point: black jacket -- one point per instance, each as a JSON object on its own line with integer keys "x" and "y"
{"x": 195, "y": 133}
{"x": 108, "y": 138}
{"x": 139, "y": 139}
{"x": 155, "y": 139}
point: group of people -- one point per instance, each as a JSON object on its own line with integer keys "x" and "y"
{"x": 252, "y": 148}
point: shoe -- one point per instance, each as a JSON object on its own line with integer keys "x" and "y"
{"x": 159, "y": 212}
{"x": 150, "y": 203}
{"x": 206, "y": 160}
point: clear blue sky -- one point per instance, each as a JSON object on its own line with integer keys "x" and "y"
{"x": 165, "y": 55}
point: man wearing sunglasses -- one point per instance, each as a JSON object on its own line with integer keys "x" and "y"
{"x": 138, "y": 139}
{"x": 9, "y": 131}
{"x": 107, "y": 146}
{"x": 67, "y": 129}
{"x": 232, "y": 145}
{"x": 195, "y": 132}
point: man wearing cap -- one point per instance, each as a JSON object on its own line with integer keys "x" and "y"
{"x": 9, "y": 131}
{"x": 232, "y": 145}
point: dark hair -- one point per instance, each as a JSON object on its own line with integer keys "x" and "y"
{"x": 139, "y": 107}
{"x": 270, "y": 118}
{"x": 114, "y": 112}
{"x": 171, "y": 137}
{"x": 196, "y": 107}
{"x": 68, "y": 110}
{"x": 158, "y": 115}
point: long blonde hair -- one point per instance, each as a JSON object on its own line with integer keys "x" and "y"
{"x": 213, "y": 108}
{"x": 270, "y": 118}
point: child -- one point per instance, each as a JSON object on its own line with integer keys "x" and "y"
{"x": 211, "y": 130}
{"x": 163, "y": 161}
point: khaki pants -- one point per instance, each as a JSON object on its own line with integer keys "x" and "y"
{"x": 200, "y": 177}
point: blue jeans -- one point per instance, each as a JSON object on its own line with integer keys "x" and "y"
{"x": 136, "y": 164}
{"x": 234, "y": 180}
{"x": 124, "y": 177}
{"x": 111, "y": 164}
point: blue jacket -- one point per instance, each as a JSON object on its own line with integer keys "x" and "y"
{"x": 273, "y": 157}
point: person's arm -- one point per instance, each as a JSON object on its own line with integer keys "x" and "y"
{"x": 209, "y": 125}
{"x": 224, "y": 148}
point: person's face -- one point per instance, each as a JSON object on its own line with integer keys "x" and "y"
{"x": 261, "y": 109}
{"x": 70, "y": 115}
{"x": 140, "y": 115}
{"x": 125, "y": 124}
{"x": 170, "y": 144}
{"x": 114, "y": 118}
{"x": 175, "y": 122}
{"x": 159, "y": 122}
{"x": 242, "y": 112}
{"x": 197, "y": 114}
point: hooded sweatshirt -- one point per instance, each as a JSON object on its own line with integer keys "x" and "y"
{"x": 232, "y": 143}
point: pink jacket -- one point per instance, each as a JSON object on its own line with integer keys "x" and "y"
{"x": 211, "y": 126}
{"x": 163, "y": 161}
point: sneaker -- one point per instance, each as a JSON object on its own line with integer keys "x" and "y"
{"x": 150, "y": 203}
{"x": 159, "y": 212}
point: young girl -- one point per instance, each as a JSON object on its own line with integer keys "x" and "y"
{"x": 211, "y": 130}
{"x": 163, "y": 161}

***

* _EXERCISE DETAILS_:
Restate the data exactly, keeping every line intact.

* _RESPONSE FOR THIS EXERCISE_:
point: black jacket -- one point per instance, each as a JSON object on its own line with integer keys "x" and "y"
{"x": 195, "y": 133}
{"x": 108, "y": 138}
{"x": 139, "y": 139}
{"x": 155, "y": 139}
point: group of people -- one point per instance, each as a JSON object on its own line with integer keys "x" and "y"
{"x": 252, "y": 148}
point: shoe -- one point per instance, each as a JSON object on its own line with integer keys "x" and "y"
{"x": 159, "y": 212}
{"x": 150, "y": 203}
{"x": 206, "y": 160}
point: clear blue sky -- one point per instance, each as a JSON object on its own line with integer keys "x" and "y"
{"x": 165, "y": 55}
point: man wearing sunglasses -- one point per instance, each as a JSON object on its own line with integer keys "x" and "y"
{"x": 138, "y": 139}
{"x": 9, "y": 131}
{"x": 107, "y": 146}
{"x": 67, "y": 129}
{"x": 232, "y": 145}
{"x": 195, "y": 132}
point: man wearing cap -- one point per instance, each as a JSON object on its own line with integer keys "x" and "y"
{"x": 9, "y": 131}
{"x": 232, "y": 145}
point: dark hair -- one point per instance, each as a JSON object on its own line with integer keys "x" and "y"
{"x": 139, "y": 107}
{"x": 270, "y": 118}
{"x": 114, "y": 112}
{"x": 171, "y": 137}
{"x": 196, "y": 107}
{"x": 68, "y": 110}
{"x": 158, "y": 115}
point: long blonde hair -- one point per instance, each as a JSON object on its own line with integer keys "x" and "y"
{"x": 213, "y": 108}
{"x": 270, "y": 118}
point: child -- one point per instance, each as a JSON object on its own line with integer keys "x" and "y"
{"x": 211, "y": 130}
{"x": 163, "y": 161}
point: khaki pants -- one point per instance, each as a JSON object on its own line with integer keys "x" and "y"
{"x": 200, "y": 177}
point: blue jeans -- one point per instance, each as a JSON object on its own line with integer keys "x" and "y"
{"x": 136, "y": 164}
{"x": 234, "y": 180}
{"x": 124, "y": 177}
{"x": 111, "y": 164}
point: blue jacket -- one point per instance, each as a JSON object on its own line with integer keys "x" and "y"
{"x": 273, "y": 157}
point: person's arm -- one point per instance, each as a JSON object on its own line with integer keys "x" and "y"
{"x": 209, "y": 125}
{"x": 224, "y": 148}
point: person's face -- one point per instance, each as a JSON object on its own line with integer keys "x" and "y"
{"x": 261, "y": 109}
{"x": 70, "y": 115}
{"x": 140, "y": 115}
{"x": 125, "y": 124}
{"x": 170, "y": 144}
{"x": 114, "y": 118}
{"x": 175, "y": 122}
{"x": 159, "y": 122}
{"x": 242, "y": 112}
{"x": 197, "y": 114}
point: hooded sweatshirt -- one point per instance, each as a JSON object on its own line with integer keys "x" and "y"
{"x": 232, "y": 143}
point: pink jacket -- one point per instance, each as a JSON object on its own line with integer keys "x" and "y"
{"x": 211, "y": 126}
{"x": 163, "y": 161}
point: sneaker -- one point per instance, each as a JSON object on its own line with integer keys "x" and "y"
{"x": 150, "y": 203}
{"x": 159, "y": 212}
point: young girl -- one point per instance, each as a JSON object on its own line with integer keys "x" and "y"
{"x": 211, "y": 130}
{"x": 163, "y": 161}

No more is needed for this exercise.